What is required - Set down the entire passage on homodyne photonic THz spectroscopy systems, word for word, including its figure captions.

Excerpted passage -
--- START ---
Photonic spectroscopy systems follow a general homodyne concept, as schematically shown in Fig. 2. The output of the near-infrared (NIR) photonic source is split into two parts with a beam splitter. One part propagates to the THz transmitter, which may be a uni-travelling carrier photodiode (UTC-PD) (section C) or a photoconductor (section D). The THz signal propagates through the THz path, which may include samples under test, and then reaches the THz receiver, which is often realized using a photoconductor (Section III-A). The photonductor is pumped with an optical reference signal that is provided by the second part of the source beam that has passed through a variable delay line for sampling. Depending on the concept, the NIR diode laser source can be either a two-color CW signal (FDS), a short pulse source (TDS), or a broadband CW source (QTDS).

FIGURE 1. - Electromagnetic spectrum between millimeter-wave and UV. Today, Terahertz waves are commonly referred to as frequencies ranging between 100 GHz and 10 THz, i.e., wavelengths between several 10s of μm up to 3 mm. This corresponds to energy levels between ∼0.4 meV up to several 10’s meV.
FIGURE 1.

Electromagnetic spectrum between millimeter-wave and UV. Today, Terahertz waves are commonly referred to as frequencies ranging between 100 GHz and 10 THz, i.e., wavelengths between several 10s of μm up to 3 mm. This corresponds to energy levels between ∼0.4 meV up to several 10’s meV.

FIGURE 2. - Homodyne concept for diode-laser based photonic THz systems. BS: beam splitter, SUT: sample under test, M: mirror.
FIGURE 2.

Homodyne concept for diode-laser based photonic THz systems. BS: beam splitter, SUT: sample under test, M: mirror.
--- END ---
Supplied records -
--- START ---
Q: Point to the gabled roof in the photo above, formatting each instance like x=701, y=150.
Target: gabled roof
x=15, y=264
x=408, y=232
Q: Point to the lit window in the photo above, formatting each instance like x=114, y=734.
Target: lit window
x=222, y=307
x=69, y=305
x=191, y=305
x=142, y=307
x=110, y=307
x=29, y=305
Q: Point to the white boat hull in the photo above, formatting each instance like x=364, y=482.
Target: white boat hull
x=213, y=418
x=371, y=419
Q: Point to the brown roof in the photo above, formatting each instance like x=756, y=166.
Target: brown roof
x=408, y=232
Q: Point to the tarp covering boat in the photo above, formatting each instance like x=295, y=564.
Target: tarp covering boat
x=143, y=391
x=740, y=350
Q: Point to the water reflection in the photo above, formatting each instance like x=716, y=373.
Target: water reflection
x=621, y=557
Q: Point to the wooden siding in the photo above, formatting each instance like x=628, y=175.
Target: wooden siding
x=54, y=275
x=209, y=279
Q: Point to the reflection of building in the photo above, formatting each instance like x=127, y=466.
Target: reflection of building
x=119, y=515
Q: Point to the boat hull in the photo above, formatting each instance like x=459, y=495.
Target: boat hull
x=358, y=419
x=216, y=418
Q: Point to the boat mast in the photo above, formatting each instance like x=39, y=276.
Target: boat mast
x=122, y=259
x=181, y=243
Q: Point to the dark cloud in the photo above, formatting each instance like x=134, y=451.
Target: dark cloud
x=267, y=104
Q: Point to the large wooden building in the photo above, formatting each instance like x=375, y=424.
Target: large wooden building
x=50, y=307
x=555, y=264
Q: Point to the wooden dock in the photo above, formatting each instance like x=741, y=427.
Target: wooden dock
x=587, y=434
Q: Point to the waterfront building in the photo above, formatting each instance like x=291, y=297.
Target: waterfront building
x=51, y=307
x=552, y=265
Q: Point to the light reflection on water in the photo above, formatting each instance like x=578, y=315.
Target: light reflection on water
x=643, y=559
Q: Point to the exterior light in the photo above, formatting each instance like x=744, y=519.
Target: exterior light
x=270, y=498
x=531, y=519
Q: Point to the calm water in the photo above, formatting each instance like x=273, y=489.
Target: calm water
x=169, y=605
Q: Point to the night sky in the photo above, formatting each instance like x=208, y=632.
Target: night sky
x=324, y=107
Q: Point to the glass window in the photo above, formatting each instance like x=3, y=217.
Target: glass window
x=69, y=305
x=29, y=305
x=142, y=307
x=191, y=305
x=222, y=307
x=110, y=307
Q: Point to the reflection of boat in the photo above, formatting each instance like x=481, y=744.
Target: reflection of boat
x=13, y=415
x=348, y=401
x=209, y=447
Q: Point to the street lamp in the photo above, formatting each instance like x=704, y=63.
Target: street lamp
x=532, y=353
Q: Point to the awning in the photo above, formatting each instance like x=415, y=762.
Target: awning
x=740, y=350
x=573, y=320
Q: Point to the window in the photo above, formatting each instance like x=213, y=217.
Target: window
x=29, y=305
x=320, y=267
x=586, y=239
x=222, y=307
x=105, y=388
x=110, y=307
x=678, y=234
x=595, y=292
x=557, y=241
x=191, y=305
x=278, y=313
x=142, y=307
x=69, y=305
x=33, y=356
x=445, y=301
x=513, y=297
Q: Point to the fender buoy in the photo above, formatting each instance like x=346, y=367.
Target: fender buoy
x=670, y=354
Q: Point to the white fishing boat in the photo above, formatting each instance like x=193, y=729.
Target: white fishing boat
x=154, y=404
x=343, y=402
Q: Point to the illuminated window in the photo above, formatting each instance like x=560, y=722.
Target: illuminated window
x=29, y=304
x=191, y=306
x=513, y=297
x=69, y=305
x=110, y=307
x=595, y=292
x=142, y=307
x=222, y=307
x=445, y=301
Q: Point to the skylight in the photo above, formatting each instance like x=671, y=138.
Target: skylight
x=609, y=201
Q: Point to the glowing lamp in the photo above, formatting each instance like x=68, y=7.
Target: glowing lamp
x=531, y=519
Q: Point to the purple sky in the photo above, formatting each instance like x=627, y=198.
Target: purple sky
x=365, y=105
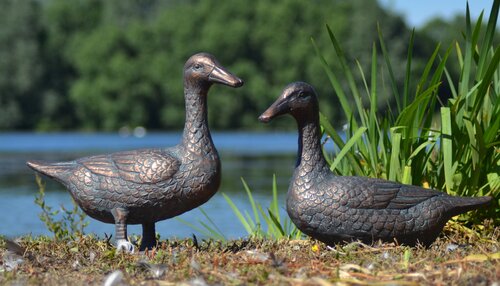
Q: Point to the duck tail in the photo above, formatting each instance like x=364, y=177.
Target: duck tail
x=52, y=170
x=465, y=204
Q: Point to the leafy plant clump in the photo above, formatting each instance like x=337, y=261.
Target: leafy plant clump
x=451, y=144
x=63, y=223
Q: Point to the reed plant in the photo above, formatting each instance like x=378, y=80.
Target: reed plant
x=452, y=145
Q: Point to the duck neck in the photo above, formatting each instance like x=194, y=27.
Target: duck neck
x=196, y=137
x=310, y=154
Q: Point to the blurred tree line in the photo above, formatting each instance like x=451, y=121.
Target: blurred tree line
x=101, y=65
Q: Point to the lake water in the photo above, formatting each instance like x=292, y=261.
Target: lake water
x=252, y=156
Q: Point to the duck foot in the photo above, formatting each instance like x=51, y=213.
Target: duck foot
x=125, y=246
x=148, y=240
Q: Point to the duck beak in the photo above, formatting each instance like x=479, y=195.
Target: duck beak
x=220, y=75
x=278, y=108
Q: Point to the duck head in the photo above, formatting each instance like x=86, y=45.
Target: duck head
x=298, y=99
x=203, y=70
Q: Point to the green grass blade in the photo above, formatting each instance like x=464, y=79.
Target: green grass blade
x=447, y=148
x=406, y=89
x=335, y=83
x=238, y=214
x=385, y=53
x=395, y=151
x=348, y=145
x=252, y=202
x=355, y=164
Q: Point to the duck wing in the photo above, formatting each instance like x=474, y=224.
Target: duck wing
x=373, y=193
x=148, y=166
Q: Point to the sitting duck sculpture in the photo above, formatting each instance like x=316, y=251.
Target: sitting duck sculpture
x=337, y=209
x=150, y=185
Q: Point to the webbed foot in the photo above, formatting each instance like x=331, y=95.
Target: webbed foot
x=125, y=246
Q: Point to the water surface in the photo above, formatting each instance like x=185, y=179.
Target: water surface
x=252, y=156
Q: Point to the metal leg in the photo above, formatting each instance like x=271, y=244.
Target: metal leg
x=122, y=243
x=148, y=236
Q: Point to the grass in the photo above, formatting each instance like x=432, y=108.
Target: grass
x=460, y=256
x=263, y=223
x=451, y=145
--- END ---
Result for this task -
Photonic spectroscopy systems follow a general homodyne concept, as schematically shown in Fig. 2. The output of the near-infrared (NIR) photonic source is split into two parts with a beam splitter. One part propagates to the THz transmitter, which may be a uni-travelling carrier photodiode (UTC-PD) (section C) or a photoconductor (section D). The THz signal propagates through the THz path, which may include samples under test, and then reaches the THz receiver, which is often realized using a photoconductor (Section III-A). The photonductor is pumped with an optical reference signal that is provided by the second part of the source beam that has passed through a variable delay line for sampling. Depending on the concept, the NIR diode laser source can be either a two-color CW signal (FDS), a short pulse source (TDS), or a broadband CW source (QTDS).

FIGURE 1. - Electromagnetic spectrum between millimeter-wave and UV. Today, Terahertz waves are commonly referred to as frequencies ranging between 100 GHz and 10 THz, i.e., wavelengths between several 10s of μm up to 3 mm. This corresponds to energy levels between ∼0.4 meV up to several 10’s meV.
FIGURE 1.

Electromagnetic spectrum between millimeter-wave and UV. Today, Terahertz waves are commonly referred to as frequencies ranging between 100 GHz and 10 THz, i.e., wavelengths between several 10s of μm up to 3 mm. This corresponds to energy levels between ∼0.4 meV up to several 10’s meV.

FIGURE 2. - Homodyne concept for diode-laser based photonic THz systems. BS: beam splitter, SUT: sample under test, M: mirror.
FIGURE 2.

Homodyne concept for diode-laser based photonic THz systems. BS: beam splitter, SUT: sample under test, M: mirror.